In Limine
Des origines de nos croyances… aux prémices de nos émancipations
DIONYSOS
Categories: Autre auteurs

dionysosDelos

Fichier PDF : Dionysos

DIONYSOS

Article de la revue Acéphale de juillet 1937

Toute l’Antiquité a regardé Dionysos comme le dispensateur du vin. Mais elle l’a connu aussi comme le Frénétique qui fait des hommes des possédés, qui les rend à la sauvagerie, qui leur fait même répandre le sang. Dionysos était le familier et le compagnon des âmes des morts et de mystérieuses consécrations le nommaient leur maître. C’est à son culte qu’appartenait la représentation dramatique… c’est lui qui faisait naître les fleurs du printemps ; le lierre, le pin, le figuier lui étaient liés ; mais le don mille fois béni de la vigne doit être placé très haut au-dessus de ces bienfaits de la nature. Dionysos était le dieu de l’ivresse bienheureuse et de l’amour extatique. Mais il était aussi le Persécuté, le Souffrant et le Mourant et out ceux qu’il aimait et qui l’accompagnait devaient prendre part à son sort tragique (Walter Otto, Dionysos, Frankfurt, 1933, p. 49).

Qui est Dionysos ?

Le dieu de l’extase et de l’effroi, de la sauvagerie et de la délivrance bienheureuse, le dieu fou, dont l’apparition met les êtres humains en délire, manifeste déjà dans sa conception et dans sa naissance le caractère mystérieux et contradictoire de son être.

Il était l’enfant de Zeus et d’une mortelle. Mais avant de l’avoir mis au monde, celle-ci fut brûlée dans le feu de tonnerre de son fiancé céleste (Dionysos, p. 62).

De même que les mythes de la naissance, les mythes de l’apparition de Dionysos manifestent aussi déjà beaucoup de son essence.

Dans sa conception, l’élément terrestre avait été touché par l’éclat du ciel divin. Mais dans l’association du céleste et du terrestre, qui s’exprime dans le mythe de la double naissance, le caractère lourd de larmes de la vie humaine n’était pas levé mais maintenu en contradiction brutale avec la splendeur sur-humaine. Celui qui est né ainsi n’est pas seulement celui qui crie de joie, celui qui apporte la joie, il est le dieu douloureux et mourant, le dieu de la contradiction tragique. Et la violence intérieure de cette double nature est si grande qu’elle entre comme une tempête au milieu des hommes qu’elle terrifie et dont elle abat la résistance avec le fouet de la folie. Tout ce qui est habituel et ordonné doit sauter en éclats. L’existence devient subitement ivresse – ivresse du bonheur éclatant, mais aussi ivresse de l’épouvante (Dionysos, p. 74).

Lorsque Dionysos vint à Argos, comme on ne voulait pas célébrer son culte, il rendit les femmes démentes à tel point qu’elles s’enfuirent dans la montagne et déchirèrent les chairs de leurs enfants nouveau-nés… Aura, aimée de Dionysos, tua et dévora l’un de ses enfants en bas-âge… (Dionysos, p. 98-99).

> **Données affichées**:
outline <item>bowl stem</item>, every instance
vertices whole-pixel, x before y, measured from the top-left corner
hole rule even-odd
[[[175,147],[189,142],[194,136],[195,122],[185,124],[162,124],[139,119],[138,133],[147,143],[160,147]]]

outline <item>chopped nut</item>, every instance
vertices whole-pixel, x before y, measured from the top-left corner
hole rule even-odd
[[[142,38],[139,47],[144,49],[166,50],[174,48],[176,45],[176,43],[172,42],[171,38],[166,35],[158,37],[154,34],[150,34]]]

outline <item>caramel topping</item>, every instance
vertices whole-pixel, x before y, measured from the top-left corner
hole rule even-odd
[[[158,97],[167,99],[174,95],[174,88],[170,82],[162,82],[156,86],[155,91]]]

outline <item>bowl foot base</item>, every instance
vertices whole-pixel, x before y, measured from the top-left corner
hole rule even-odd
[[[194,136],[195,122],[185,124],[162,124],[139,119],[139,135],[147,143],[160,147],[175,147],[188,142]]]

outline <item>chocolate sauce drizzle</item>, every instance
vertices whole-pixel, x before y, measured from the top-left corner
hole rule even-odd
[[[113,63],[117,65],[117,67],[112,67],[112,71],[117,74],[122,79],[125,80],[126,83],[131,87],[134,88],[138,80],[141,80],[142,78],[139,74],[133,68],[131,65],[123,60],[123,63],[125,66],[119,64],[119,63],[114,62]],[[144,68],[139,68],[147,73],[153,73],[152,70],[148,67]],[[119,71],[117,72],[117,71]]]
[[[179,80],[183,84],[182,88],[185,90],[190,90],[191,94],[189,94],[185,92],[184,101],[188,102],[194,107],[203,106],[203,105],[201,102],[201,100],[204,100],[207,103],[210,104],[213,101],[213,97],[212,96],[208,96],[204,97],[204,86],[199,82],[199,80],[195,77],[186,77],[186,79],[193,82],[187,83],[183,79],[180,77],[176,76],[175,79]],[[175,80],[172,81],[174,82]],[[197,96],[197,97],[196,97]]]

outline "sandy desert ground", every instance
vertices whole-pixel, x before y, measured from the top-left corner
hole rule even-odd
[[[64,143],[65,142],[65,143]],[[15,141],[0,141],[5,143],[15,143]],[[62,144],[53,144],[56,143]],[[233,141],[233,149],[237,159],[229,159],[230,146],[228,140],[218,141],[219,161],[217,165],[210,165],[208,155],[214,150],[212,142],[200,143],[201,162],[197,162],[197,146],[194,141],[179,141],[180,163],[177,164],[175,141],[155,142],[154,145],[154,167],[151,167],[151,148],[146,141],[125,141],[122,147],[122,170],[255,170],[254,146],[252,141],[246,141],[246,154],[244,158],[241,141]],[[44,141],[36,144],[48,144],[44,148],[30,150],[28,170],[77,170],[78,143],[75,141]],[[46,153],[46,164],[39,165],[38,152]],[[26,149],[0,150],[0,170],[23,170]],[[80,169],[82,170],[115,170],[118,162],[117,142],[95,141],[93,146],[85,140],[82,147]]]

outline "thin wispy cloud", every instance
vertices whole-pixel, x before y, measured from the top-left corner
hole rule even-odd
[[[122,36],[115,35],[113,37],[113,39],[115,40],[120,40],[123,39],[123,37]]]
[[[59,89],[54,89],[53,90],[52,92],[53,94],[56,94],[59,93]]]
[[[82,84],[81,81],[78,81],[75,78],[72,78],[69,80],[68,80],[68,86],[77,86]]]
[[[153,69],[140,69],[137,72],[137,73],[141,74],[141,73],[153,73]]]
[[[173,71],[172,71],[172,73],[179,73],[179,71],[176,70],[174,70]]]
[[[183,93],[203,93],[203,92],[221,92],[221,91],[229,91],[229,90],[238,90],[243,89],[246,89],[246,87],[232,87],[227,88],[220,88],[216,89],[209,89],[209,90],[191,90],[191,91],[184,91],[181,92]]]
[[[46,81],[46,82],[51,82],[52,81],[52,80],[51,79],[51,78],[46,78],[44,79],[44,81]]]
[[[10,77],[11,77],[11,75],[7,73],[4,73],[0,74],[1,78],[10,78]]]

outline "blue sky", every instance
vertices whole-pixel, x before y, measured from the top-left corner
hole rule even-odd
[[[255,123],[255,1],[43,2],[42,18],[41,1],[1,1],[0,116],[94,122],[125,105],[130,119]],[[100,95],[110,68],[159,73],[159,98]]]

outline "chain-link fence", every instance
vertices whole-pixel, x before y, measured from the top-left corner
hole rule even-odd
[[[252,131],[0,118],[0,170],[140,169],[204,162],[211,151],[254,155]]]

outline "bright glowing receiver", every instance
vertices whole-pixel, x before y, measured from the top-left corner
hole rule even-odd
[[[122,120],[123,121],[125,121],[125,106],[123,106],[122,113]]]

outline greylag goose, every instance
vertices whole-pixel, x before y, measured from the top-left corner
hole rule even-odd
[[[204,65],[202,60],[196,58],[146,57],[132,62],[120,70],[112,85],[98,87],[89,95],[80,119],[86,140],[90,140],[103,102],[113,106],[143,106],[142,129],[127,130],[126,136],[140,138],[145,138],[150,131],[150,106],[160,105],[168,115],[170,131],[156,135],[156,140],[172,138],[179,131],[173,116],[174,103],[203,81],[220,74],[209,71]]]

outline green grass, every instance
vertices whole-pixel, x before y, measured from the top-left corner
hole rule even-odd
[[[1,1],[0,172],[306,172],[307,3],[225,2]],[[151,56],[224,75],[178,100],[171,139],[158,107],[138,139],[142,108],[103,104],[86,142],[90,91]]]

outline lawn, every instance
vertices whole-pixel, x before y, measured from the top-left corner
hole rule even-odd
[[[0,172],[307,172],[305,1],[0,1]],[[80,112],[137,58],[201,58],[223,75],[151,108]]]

> **Travail demandé**:
(a) Selon l'extrait sur Dionysos, de qui Dionysos était-il l'enfant ?
(b) Mets à jour le passage de l'extrait sur Dionysos qui s'ouvre sur les mots contenant "Dans sa conception, l’élément" et se termine par "(Dionysos, p. 74).", en remplaçant "tempête" par "bourrasque".

> **Résultats obtenus**:
(a) De Zeus et d'une mortelle.

(b)
Dans sa conception, l’élément terrestre avait été touché par l’éclat du ciel divin. Mais dans l’association du céleste et du terrestre, qui s’exprime dans le mythe de la double naissance, le caractère lourd de larmes de la vie humaine n’était pas levé mais maintenu en contradiction brutale avec la splendeur sur-humaine. Celui qui est né ainsi n’est pas seulement celui qui crie de joie, celui qui apporte la joie, il est le dieu douloureux et mourant, le dieu de la contradiction tragique. Et la violence intérieure de cette double nature est si grande qu’elle entre comme une bourrasque au milieu des hommes qu’elle terrifie et dont elle abat la résistance avec le fouet de la folie. Tout ce qui est habituel et ordonné doit sauter en éclats. L’existence devient subitement ivresse – ivresse du bonheur éclatant, mais aussi ivresse de l’épouvante (Dionysos, p. 74).